** start DATA FOR THE TASK **

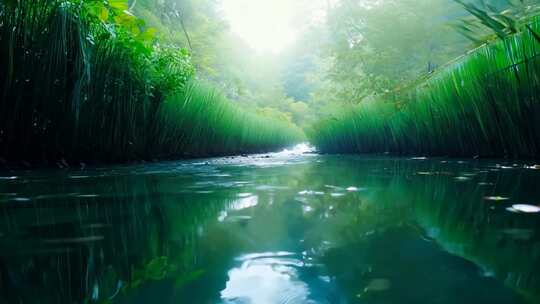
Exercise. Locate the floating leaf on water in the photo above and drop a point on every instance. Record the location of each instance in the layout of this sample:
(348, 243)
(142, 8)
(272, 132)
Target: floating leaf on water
(496, 198)
(526, 208)
(378, 285)
(519, 234)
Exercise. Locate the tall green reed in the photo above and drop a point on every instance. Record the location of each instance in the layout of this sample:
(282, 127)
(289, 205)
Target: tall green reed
(87, 81)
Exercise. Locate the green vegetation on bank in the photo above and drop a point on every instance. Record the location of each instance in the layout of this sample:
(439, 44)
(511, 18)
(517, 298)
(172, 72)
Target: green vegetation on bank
(483, 104)
(87, 80)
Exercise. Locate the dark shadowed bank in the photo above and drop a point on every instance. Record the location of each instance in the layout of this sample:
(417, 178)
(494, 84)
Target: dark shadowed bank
(88, 81)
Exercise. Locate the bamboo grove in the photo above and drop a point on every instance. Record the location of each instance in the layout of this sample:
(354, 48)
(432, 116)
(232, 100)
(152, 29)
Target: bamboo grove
(484, 104)
(87, 80)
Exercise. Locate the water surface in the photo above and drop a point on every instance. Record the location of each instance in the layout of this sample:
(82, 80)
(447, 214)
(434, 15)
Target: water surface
(271, 229)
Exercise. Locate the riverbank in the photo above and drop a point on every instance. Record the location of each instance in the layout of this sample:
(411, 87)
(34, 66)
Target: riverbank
(484, 104)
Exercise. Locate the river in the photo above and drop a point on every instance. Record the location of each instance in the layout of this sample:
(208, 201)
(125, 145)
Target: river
(288, 227)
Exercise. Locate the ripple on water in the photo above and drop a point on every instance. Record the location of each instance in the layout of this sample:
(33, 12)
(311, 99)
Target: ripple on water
(278, 272)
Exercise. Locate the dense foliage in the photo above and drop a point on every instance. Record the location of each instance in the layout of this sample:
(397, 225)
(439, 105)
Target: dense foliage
(484, 104)
(89, 80)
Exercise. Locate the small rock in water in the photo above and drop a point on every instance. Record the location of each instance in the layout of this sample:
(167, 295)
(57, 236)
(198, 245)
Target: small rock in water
(375, 285)
(378, 285)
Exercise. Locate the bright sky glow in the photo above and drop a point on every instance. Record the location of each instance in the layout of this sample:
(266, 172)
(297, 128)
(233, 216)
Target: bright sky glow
(266, 25)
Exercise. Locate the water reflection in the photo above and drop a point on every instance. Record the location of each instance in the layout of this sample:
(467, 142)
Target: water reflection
(266, 278)
(281, 228)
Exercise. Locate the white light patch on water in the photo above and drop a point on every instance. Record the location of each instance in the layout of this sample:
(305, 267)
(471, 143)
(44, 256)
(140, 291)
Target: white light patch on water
(245, 202)
(299, 149)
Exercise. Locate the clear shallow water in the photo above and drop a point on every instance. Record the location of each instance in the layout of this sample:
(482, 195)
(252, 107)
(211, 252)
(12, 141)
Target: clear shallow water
(278, 228)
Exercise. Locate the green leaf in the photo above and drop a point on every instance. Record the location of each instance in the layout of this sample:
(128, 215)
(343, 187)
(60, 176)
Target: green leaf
(104, 14)
(119, 4)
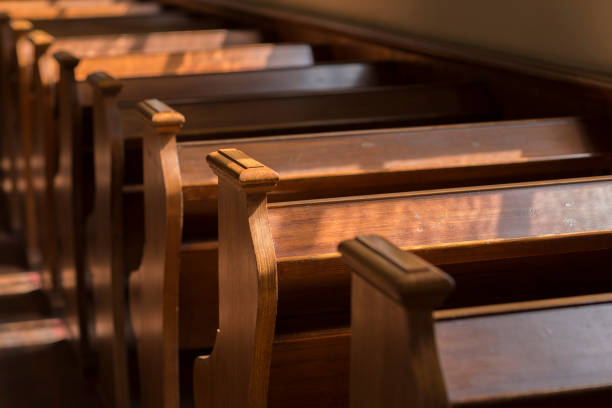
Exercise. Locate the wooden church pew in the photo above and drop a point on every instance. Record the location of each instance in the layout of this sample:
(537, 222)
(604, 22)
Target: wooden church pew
(278, 268)
(75, 160)
(548, 353)
(75, 130)
(235, 58)
(443, 162)
(434, 97)
(39, 10)
(14, 29)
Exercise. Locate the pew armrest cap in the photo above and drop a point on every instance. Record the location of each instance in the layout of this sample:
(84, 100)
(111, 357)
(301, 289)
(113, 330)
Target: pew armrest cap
(41, 40)
(162, 117)
(104, 83)
(66, 59)
(401, 275)
(20, 27)
(248, 173)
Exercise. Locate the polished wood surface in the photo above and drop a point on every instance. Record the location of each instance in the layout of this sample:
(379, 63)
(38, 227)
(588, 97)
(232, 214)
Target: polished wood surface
(485, 360)
(39, 10)
(394, 356)
(358, 108)
(471, 218)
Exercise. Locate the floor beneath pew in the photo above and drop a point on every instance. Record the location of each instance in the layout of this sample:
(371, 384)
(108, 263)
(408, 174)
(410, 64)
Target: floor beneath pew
(37, 364)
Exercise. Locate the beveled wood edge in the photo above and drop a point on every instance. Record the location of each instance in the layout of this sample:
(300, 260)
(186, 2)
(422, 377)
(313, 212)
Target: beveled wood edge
(101, 81)
(401, 275)
(162, 117)
(66, 60)
(453, 190)
(242, 170)
(20, 26)
(41, 41)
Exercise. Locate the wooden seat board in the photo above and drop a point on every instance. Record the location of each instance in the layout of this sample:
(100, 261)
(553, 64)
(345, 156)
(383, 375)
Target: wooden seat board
(228, 59)
(415, 104)
(170, 21)
(424, 219)
(154, 42)
(387, 152)
(225, 85)
(40, 11)
(537, 352)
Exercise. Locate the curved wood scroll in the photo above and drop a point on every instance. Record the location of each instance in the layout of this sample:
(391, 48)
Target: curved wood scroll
(394, 358)
(237, 373)
(105, 243)
(70, 211)
(154, 287)
(43, 157)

** end DATA FOR THE TASK **

**THE PROBLEM**
Repeat the material above in full and exactly, omitting the pictures.

**RESULT OF THIS TASK**
Exercise. Locate the floating leaf on water in the photo above and drop a point on every instance. Record the location of each instance in the layout of this sample:
(348, 243)
(142, 8)
(272, 132)
Target: floating leaf on water
(496, 198)
(526, 208)
(378, 285)
(519, 234)
Exercise. Locate the tall green reed in the photo above and drop a point on every instance. Record the location of each instance in the layout of this sample:
(282, 127)
(289, 205)
Target: tall green reed
(87, 81)
Exercise. Locate the green vegetation on bank in the photo above and drop a point on every instance. Record the location of each instance in the layout of this sample:
(439, 44)
(511, 18)
(517, 298)
(172, 72)
Target: green vegetation on bank
(483, 104)
(87, 80)
Exercise. Locate the dark shadowed bank in the photo above and drop a point on every instance. Record the location of each instance in the layout of this sample:
(417, 178)
(494, 84)
Target: dark shadowed bank
(88, 81)
Exercise. Locate the bamboo grove in the photo above and drop a point on every instance. Record the location of each instance in the layout of this sample:
(354, 48)
(432, 116)
(232, 100)
(152, 29)
Target: bamboo grove
(484, 104)
(87, 80)
Exercise. Locate the water surface in the photo above and drop a point on every instance. Record the location of each instance in the layout of this sample:
(82, 80)
(447, 214)
(434, 15)
Target: water surface
(271, 229)
Exercise. Locate the riverbank in the photo above and drop a point on every instance. Record the location of each instance in the layout of this sample:
(411, 87)
(34, 66)
Target: riverbank
(484, 104)
Exercise. Locate the river in the photo above and drop a point on every instance. Record the location of each instance in the layout of this sample:
(208, 201)
(125, 145)
Target: river
(288, 227)
Exercise. Locate the ripple on water in the photo above and drop a point on every instance. Record the location of each instance in the layout of this sample:
(33, 12)
(311, 99)
Target: ripple on water
(278, 272)
Exercise. Locate the dense foliage in the photo above and drop a point on every instance. Record the location of each instance in the layout of this sample:
(397, 225)
(439, 105)
Target: dense foliage
(484, 104)
(89, 80)
Exercise. Locate the small rock in water in the photo above and drop a point on every instance. Record the location of each instance in the layout of this sample:
(167, 295)
(57, 236)
(198, 245)
Target: small rock in water
(375, 285)
(378, 285)
Exercise. Locate the bright sky glow in the photo above and drop a point on every instance. Record the location of each instance in the layout of this sample:
(266, 172)
(297, 128)
(233, 216)
Target: bright sky glow
(266, 25)
Exercise. Locate the water reflection in the photo above and drop a point on every instance. Record the location of each instance in the layout of this sample:
(467, 142)
Target: water reflection
(266, 278)
(281, 228)
Exercise. Locate the white light patch on water in the photo above and drop a point on every instance. Record the location of each instance in the layout of this sample:
(305, 267)
(471, 143)
(44, 256)
(140, 291)
Target: white light patch on water
(245, 202)
(299, 149)
Exercise. Locate the clear shallow water in the photo above and drop a point on every instance. Record the location of each instance in the layout of this sample:
(482, 195)
(252, 107)
(211, 252)
(12, 141)
Target: clear shallow water
(278, 228)
Exercise. Locate the green leaf in the photo above and drop a point on every instance. Record the location of each instance in the layout of this sample:
(128, 215)
(343, 187)
(60, 176)
Target: green leaf
(104, 14)
(119, 4)
Exercise. Locate the wooden church pew in the photo above and drop a point on every instance. Record the location of each instance in the layout of this sample:
(537, 222)
(604, 22)
Target: wooden church pew
(278, 268)
(75, 160)
(548, 353)
(75, 130)
(235, 58)
(443, 162)
(434, 97)
(39, 10)
(14, 29)
Exercise. Locate the pew armrest cap in the photo above and drop a point on every instance. Record the location of each instance in the layout of this sample:
(84, 100)
(111, 357)
(301, 289)
(113, 330)
Target: pew armrest cap
(41, 40)
(162, 117)
(104, 83)
(66, 59)
(401, 275)
(20, 27)
(248, 173)
Exercise. Locate the polished wood surface in the photo above and drop a point on every instance. Record the location of each instance in the layout of this sample:
(379, 63)
(38, 227)
(588, 97)
(232, 214)
Target: polished wood surface
(485, 360)
(39, 10)
(394, 356)
(358, 108)
(471, 218)
Exercise. Locate the floor beneath pew in the photo above and drop a point on every instance. Record the location of each instance in the layout of this sample:
(371, 384)
(108, 263)
(408, 174)
(410, 64)
Target: floor beneath pew
(37, 364)
Exercise. Locate the beveled wood edge in the photo above and drop a point on every instance. Record the location of each instance in the layout of this sample:
(300, 260)
(186, 2)
(422, 377)
(313, 212)
Target: beveled wood edge
(101, 81)
(401, 275)
(162, 117)
(66, 60)
(453, 190)
(242, 170)
(20, 26)
(41, 41)
Exercise. Locate the wooden seat board in the photo above and drop a point on every instance. Record the location of each instance in the layout of this sample:
(100, 261)
(553, 64)
(345, 156)
(383, 375)
Target: wooden seat board
(228, 59)
(415, 104)
(170, 21)
(424, 219)
(154, 42)
(387, 152)
(225, 85)
(40, 11)
(537, 352)
Exercise. Locate the curved wood scroll in the photo above and drop a point on every instance. Record the location of each instance in the layout of this sample:
(391, 48)
Target: curved wood scroll
(394, 358)
(237, 373)
(105, 243)
(70, 211)
(154, 287)
(43, 157)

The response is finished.